— start —

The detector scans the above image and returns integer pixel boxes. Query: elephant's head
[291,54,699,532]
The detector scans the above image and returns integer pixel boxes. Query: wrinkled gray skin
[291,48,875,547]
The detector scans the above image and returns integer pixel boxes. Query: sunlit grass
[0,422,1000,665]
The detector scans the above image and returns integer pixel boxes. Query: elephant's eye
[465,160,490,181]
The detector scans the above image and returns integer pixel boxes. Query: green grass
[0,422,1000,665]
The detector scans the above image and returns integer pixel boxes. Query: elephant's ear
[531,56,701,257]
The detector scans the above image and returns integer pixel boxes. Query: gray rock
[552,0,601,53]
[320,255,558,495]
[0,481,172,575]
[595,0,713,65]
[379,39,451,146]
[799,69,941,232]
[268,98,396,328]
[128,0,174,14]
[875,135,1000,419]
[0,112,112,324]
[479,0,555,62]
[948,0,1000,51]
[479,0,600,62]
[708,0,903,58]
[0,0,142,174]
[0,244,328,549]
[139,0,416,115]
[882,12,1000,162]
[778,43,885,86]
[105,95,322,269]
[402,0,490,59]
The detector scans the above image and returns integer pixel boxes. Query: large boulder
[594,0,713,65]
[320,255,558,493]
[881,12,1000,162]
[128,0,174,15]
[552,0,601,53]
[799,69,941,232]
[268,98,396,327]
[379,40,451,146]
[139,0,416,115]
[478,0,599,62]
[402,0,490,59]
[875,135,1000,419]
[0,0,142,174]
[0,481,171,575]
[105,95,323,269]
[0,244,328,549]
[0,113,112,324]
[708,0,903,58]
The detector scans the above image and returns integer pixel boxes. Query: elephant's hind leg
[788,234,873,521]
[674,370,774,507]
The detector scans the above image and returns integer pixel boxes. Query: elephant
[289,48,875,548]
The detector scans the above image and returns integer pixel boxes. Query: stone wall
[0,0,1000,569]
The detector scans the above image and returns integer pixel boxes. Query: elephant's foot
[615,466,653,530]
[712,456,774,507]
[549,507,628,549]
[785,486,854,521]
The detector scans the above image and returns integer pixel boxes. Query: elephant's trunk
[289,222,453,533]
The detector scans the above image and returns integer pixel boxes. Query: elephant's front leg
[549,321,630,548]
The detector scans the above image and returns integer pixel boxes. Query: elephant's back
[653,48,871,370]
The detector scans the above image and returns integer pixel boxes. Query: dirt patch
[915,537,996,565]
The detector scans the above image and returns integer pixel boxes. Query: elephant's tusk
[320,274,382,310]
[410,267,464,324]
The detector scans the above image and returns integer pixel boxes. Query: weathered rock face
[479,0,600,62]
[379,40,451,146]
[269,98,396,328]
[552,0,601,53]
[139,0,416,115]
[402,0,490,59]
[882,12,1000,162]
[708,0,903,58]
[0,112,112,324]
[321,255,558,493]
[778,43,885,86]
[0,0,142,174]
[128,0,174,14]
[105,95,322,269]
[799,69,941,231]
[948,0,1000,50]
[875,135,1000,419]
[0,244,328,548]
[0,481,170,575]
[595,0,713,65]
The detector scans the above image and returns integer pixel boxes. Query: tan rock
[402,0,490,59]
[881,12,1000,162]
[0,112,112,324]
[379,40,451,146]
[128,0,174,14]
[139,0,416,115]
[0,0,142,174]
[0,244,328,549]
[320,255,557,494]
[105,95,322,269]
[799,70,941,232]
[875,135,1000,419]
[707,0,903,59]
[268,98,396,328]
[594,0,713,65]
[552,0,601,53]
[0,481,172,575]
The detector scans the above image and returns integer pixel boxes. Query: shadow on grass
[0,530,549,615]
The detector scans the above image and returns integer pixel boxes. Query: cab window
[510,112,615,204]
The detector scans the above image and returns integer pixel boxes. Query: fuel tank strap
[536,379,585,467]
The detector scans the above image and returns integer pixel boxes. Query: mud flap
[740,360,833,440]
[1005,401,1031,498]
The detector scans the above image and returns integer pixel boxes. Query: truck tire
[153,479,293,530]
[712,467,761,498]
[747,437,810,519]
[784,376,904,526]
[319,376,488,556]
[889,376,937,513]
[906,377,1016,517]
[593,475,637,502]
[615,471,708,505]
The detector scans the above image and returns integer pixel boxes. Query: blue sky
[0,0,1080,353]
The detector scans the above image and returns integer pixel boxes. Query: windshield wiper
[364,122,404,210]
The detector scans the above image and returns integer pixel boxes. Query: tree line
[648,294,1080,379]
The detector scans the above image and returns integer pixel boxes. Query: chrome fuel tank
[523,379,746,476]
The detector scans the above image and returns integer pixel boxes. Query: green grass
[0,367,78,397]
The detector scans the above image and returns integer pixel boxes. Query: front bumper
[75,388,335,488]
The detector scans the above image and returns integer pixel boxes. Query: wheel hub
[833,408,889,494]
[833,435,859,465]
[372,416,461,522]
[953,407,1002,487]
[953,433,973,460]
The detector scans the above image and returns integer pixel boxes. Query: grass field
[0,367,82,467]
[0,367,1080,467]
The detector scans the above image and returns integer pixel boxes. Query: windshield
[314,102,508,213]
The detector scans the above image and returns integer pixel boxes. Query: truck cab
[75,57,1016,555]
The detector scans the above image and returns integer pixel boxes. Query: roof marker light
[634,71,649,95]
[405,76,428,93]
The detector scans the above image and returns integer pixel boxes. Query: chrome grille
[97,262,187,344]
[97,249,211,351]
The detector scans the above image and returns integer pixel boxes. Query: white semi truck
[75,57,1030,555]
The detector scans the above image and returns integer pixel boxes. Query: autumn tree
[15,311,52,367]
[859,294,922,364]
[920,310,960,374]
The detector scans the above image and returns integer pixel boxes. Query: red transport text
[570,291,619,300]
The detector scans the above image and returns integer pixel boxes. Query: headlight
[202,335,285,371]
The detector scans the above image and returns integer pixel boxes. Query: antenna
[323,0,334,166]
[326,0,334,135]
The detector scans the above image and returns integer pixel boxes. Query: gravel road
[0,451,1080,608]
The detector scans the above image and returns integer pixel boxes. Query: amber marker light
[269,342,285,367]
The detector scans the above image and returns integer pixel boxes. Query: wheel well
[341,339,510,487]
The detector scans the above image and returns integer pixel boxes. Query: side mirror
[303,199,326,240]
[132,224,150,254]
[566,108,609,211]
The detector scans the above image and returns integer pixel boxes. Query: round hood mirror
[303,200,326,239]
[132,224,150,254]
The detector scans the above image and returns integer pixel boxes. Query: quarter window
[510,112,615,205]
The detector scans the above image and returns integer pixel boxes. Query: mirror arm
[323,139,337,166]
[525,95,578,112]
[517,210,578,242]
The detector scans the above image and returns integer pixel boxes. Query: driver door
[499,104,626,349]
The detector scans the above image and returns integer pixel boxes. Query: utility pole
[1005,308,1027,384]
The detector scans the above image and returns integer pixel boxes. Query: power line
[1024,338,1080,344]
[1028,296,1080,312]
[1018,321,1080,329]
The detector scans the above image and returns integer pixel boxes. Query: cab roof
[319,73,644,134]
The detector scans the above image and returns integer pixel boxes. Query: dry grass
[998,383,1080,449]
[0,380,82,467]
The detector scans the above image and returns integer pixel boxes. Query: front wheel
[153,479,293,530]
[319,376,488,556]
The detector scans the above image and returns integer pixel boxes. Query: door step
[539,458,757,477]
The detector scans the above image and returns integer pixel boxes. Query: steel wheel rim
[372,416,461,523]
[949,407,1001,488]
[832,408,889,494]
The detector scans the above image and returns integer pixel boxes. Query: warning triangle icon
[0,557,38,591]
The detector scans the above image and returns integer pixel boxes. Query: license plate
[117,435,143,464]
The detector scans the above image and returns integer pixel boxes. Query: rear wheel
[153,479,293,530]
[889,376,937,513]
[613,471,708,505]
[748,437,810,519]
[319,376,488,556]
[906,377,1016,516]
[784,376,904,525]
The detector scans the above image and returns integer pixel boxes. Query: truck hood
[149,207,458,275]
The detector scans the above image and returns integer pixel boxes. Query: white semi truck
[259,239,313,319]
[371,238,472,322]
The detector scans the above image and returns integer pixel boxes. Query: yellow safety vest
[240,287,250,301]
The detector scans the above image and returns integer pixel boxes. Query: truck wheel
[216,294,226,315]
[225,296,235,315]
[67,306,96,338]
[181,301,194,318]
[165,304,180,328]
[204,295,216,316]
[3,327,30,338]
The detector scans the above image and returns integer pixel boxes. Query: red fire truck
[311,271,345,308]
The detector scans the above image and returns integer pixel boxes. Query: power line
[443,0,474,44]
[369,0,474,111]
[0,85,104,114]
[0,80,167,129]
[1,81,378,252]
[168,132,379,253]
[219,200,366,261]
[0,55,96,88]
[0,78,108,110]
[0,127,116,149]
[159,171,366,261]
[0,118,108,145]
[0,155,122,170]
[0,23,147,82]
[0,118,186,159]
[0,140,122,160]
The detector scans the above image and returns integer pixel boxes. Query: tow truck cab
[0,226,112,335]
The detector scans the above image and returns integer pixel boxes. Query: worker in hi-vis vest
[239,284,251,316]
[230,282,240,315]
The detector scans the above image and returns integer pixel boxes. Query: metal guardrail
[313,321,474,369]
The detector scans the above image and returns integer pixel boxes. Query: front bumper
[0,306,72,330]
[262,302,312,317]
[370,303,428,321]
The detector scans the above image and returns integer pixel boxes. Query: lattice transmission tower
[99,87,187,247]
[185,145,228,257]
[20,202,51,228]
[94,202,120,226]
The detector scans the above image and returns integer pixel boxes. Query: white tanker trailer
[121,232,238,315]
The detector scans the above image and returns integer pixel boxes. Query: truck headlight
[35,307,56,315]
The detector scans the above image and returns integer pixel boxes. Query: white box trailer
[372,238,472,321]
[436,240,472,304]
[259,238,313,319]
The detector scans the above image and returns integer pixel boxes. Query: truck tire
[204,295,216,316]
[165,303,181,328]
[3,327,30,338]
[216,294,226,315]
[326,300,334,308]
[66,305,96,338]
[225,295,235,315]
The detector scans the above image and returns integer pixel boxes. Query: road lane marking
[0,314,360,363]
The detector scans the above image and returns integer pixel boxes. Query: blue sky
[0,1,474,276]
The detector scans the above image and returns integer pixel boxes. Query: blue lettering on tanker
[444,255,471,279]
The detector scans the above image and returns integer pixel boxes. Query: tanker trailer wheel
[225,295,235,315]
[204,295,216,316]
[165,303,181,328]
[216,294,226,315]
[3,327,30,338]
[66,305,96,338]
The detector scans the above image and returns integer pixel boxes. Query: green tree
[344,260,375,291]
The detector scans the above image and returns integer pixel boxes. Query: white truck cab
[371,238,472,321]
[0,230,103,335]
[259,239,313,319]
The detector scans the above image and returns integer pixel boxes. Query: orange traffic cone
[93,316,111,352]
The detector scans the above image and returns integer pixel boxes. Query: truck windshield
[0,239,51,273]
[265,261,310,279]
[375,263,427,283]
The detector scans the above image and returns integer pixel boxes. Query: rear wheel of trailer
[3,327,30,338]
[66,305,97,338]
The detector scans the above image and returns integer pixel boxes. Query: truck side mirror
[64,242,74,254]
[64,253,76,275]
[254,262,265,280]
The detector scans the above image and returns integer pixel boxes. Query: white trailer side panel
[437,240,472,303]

— end —

Aim:
Can you pull out the lines above, unchanged, beginning at the line that has "wrinkled gray skin" and stopping after the line that has "[531,56,701,257]"?

Output of the exercise:
The detector scans the above image and returns integer pixel boxes. Query: wrinkled gray skin
[291,48,875,547]
The detector scans the above image and returns integer pixel boxes. Query: sunlit grass
[0,422,1000,665]
The detector scans the above image and returns integer pixel boxes. Query: elephant's eye
[465,160,490,181]
The detector scans the above image and returns integer pixel boxes. Query: green grass
[0,422,1000,665]
The detector scans the above image and returns integer pixel boxes. Query: elephant's ear
[531,56,701,257]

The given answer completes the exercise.